— Wat er nodig is —
Neem alle vermeldingen hieronder woord voor woord over, zonder iets te wijzigen.
+++ Vermeldingen bij opdracht
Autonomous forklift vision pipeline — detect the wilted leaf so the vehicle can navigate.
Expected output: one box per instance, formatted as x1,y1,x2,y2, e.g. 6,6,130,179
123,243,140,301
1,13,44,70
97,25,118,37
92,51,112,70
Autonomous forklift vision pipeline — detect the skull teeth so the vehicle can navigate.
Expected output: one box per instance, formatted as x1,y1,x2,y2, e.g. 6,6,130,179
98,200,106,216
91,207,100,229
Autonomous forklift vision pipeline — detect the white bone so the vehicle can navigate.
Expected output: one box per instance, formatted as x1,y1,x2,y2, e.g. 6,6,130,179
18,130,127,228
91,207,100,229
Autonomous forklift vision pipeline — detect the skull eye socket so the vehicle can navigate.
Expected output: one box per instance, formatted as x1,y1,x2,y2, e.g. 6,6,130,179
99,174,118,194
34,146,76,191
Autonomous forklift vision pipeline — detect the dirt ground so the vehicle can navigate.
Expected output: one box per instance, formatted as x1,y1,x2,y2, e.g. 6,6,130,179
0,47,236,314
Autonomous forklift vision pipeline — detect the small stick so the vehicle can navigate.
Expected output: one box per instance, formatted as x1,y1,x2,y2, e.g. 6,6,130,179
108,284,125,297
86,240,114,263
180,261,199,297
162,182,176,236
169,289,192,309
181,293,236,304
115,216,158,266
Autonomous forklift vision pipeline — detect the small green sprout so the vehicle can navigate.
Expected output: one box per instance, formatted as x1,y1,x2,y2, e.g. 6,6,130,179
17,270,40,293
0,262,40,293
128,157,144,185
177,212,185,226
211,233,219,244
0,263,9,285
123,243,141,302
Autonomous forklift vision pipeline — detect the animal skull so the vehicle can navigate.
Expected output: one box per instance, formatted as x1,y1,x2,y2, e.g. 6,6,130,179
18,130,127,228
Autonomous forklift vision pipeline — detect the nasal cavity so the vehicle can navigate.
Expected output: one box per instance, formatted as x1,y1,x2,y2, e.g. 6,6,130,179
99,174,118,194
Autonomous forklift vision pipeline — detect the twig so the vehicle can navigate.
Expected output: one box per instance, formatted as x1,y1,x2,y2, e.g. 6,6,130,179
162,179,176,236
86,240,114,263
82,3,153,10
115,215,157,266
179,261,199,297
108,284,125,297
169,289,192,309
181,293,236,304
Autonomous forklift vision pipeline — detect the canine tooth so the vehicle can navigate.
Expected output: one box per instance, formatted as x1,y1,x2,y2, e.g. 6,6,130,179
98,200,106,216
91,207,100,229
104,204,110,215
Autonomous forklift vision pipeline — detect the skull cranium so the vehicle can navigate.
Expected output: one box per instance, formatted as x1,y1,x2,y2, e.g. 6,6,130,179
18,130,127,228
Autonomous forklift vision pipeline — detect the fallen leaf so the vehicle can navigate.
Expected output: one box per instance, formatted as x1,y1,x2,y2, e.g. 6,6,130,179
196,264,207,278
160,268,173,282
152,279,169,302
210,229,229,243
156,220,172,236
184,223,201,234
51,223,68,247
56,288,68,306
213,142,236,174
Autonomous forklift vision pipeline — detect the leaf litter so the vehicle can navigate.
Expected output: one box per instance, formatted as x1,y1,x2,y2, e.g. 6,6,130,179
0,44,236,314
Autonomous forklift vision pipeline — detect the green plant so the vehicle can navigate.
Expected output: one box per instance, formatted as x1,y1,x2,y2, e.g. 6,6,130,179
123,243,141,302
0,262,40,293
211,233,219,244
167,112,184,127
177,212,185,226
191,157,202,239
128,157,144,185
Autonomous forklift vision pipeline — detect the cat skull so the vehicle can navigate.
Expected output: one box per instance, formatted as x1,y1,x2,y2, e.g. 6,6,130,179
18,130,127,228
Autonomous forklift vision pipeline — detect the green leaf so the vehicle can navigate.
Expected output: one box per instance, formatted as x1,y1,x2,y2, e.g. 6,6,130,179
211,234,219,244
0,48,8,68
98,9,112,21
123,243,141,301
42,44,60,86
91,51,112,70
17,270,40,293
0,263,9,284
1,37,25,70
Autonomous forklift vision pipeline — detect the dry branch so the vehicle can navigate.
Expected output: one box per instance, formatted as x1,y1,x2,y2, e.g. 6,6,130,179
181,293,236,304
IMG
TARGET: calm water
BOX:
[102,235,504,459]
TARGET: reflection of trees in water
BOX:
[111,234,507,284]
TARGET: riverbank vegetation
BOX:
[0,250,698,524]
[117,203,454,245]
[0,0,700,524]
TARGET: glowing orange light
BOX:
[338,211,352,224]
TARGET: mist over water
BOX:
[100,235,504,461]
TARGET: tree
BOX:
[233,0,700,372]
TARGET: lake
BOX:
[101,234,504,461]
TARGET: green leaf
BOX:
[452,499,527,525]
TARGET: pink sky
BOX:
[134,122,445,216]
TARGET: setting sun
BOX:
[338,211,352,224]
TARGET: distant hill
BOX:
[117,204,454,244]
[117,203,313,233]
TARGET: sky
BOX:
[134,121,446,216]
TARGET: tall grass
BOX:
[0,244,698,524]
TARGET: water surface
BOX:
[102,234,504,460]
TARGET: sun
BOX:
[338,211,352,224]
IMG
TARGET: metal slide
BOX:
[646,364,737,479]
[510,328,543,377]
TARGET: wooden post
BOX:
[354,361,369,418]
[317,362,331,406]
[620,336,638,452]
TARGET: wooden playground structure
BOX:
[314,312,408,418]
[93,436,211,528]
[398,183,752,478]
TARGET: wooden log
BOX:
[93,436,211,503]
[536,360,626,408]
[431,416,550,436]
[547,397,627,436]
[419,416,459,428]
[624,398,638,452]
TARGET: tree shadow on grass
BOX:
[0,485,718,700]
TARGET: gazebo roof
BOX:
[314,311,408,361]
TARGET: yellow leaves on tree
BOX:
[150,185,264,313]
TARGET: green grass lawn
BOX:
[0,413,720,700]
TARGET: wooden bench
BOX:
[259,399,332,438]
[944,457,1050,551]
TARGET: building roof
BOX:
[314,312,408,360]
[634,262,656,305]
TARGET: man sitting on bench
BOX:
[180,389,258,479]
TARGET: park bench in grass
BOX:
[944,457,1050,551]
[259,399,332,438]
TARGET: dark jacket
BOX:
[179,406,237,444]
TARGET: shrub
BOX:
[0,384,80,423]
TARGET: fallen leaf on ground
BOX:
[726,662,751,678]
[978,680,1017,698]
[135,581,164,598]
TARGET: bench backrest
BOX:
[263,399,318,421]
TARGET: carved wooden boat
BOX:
++++++
— Antwoord —
Autonomous forklift vision pipeline — detect the wilted leaf so the vehicle can navigate.
Expected output: one box per instance, formatted as x1,y1,x2,y2, e.g. 6,6,130,179
123,243,140,301
1,13,44,70
97,25,118,37
92,51,112,70
Autonomous forklift vision pipeline — detect the skull teeth so the vehicle can navigate.
Expected output: one box per instance, formatted as x1,y1,x2,y2, e.g. 6,6,130,179
98,200,106,216
91,207,100,229
Autonomous forklift vision pipeline — detect the white bone so the vehicle can navigate.
Expected output: one box per instance, formatted as x1,y1,x2,y2, e.g. 6,6,130,179
18,130,127,228
91,207,100,229
Autonomous forklift vision pipeline — detect the skull eye socket so the vehicle can navigate.
Expected output: one box per instance, formatted as x1,y1,x2,y2, e.g. 6,6,130,179
99,174,118,194
34,146,76,191
Autonomous forklift vision pipeline — detect the dirt ground so the vehicle can navigate.
Expected output: one box per instance, formatted as x1,y1,x2,y2, e.g. 6,6,130,179
0,47,236,314
Autonomous forklift vision pipeline — detect the small stick so the vehicle can navigate.
Expected output: one box per instance, formatted as x1,y1,x2,y2, e.g. 6,6,130,179
108,284,125,297
86,240,114,263
180,261,199,297
162,182,176,236
169,289,192,309
181,293,236,304
115,216,158,266
Autonomous forklift vision pipeline — detect the small green sprout so the vehicle can navigate.
Expected output: one box per instance, formatted as x1,y1,x2,y2, e.g. 6,6,130,179
17,270,40,293
0,262,40,293
128,157,144,185
177,212,185,226
211,233,219,244
0,263,9,285
123,243,141,302
Autonomous forklift vision pipeline — detect the animal skull so the vehicle can navigate.
Expected output: one box per instance, formatted as x1,y1,x2,y2, e.g. 6,6,130,179
18,130,127,228
Autonomous forklift vision pipeline — detect the nasal cavity so the vehicle can navigate.
Expected output: one box per instance, formatted as x1,y1,x2,y2, e.g. 6,6,130,179
99,174,118,194
Autonomous forklift vision pipeline — detect the twig so the vehicle can navigate.
Expected output: one box per instance, formatted as x1,y1,x2,y2, e.g. 6,6,130,179
162,179,176,236
86,240,114,263
82,3,153,10
115,215,157,266
179,261,199,297
108,284,125,297
169,289,192,309
181,293,236,304
Autonomous forklift vision pipeline — detect the canine tooth so the vehicle can navigate.
Expected output: one box per instance, formatted as x1,y1,x2,y2, e.g. 6,6,130,179
98,200,106,216
91,207,100,229
104,204,110,215
Autonomous forklift vision pipeline — detect the skull cranium so the vehicle can navigate.
Expected output: one box per instance, formatted as x1,y1,x2,y2, e.g. 6,6,130,179
18,130,127,228
Autonomous forklift vision pipeline — detect the fallen leaf so the vehicle can navigate.
Expected output: one box per instance, formatted as x1,y1,x2,y2, e.g. 6,6,130,179
196,264,207,278
160,268,173,282
152,279,169,302
210,229,229,243
156,220,172,236
184,223,201,234
51,223,68,247
56,288,68,306
213,142,236,174
Autonomous forklift vision pipeline — detect the leaf litter so the vehicle can navigate.
Expected output: one box per instance, formatted as x1,y1,x2,y2, e.g. 6,6,130,179
0,44,236,314
Autonomous forklift vision pipeline — detect the green plant so the vehicle can navigate.
Expected output: one box per instance, formatted as x1,y1,x2,y2, e.g. 6,6,130,179
123,243,141,302
0,262,40,293
211,233,219,244
167,112,184,127
177,212,185,226
191,157,202,239
128,157,144,185
Autonomous forklift vision pipeline — detect the cat skull so the vehicle can navigate.
Expected output: one box per instance, formatted as x1,y1,x2,y2, e.g. 6,6,130,179
18,130,127,228
Autonomous forklift vision pipeline — detect the green leaf so the vehicle can navigate.
Expected output: one box per instance, formatted as x1,y1,x2,y2, e.g. 6,6,130,179
211,234,219,244
0,48,8,68
98,9,112,21
123,243,141,301
42,44,60,86
91,51,112,70
17,270,40,293
0,263,9,284
1,37,25,70
Autonomous forklift vision pipeline — detect the dry branch so the vehicle can navigate.
Expected output: one box per instance, formatted as x1,y1,x2,y2, e.g. 6,6,130,179
181,293,236,304
IMG
TARGET: calm water
BOX:
[102,235,504,459]
TARGET: reflection of trees in water
BOX:
[111,234,507,284]
TARGET: riverbank vegetation
BOX:
[0,250,698,524]
[117,203,454,245]
[0,0,700,524]
TARGET: glowing orange light
BOX:
[338,211,352,224]
TARGET: mist over water
BOX:
[100,235,504,461]
TARGET: tree
BOX:
[233,0,700,372]
TARGET: lake
BOX:
[101,234,504,461]
TARGET: green leaf
BOX:
[452,499,527,525]
TARGET: pink sky
BOX:
[134,122,445,216]
TARGET: setting sun
BOX:
[338,211,352,224]
TARGET: distant hill
BOX:
[117,204,454,244]
[117,203,313,233]
TARGET: sky
BOX:
[134,121,446,216]
TARGET: tall grass
BOX:
[0,244,698,524]
TARGET: water surface
BOX:
[102,234,504,460]
TARGET: sun
BOX:
[338,211,352,224]
IMG
TARGET: metal slide
BOX:
[646,364,737,479]
[510,328,543,377]
TARGET: wooden post
BOX:
[354,361,369,418]
[317,362,331,406]
[620,336,638,452]
TARGET: wooden playground structure
BOX:
[314,312,408,418]
[93,436,211,528]
[398,183,752,478]
TARGET: wooden log
BOX:
[93,436,211,503]
[536,360,626,408]
[431,416,550,436]
[547,397,627,436]
[419,416,459,428]
[624,398,638,452]
TARGET: tree shadow on grass
BOX:
[0,485,718,700]
TARGET: gazebo roof
BOX:
[314,311,408,361]
TARGET: yellow leaves on tree
BOX:
[150,185,264,313]
TARGET: green grass lawn
BOX:
[0,413,720,700]
TARGET: wooden bench
BOX:
[259,399,332,438]
[944,457,1050,551]
TARGET: building roof
BOX:
[314,312,408,360]
[634,262,656,305]
TARGET: man sitting on bench
BOX:
[180,389,258,479]
TARGET: park bench in grass
BOX:
[944,457,1050,551]
[259,399,332,438]
TARGET: dark jacket
BOX:
[179,406,237,444]
TARGET: shrub
BOX:
[0,384,80,423]
TARGET: fallen leaf on ground
BOX:
[726,662,751,678]
[978,680,1017,698]
[135,581,164,598]
TARGET: bench backrest
BOX:
[263,399,318,421]
TARGET: carved wooden boat
BOX:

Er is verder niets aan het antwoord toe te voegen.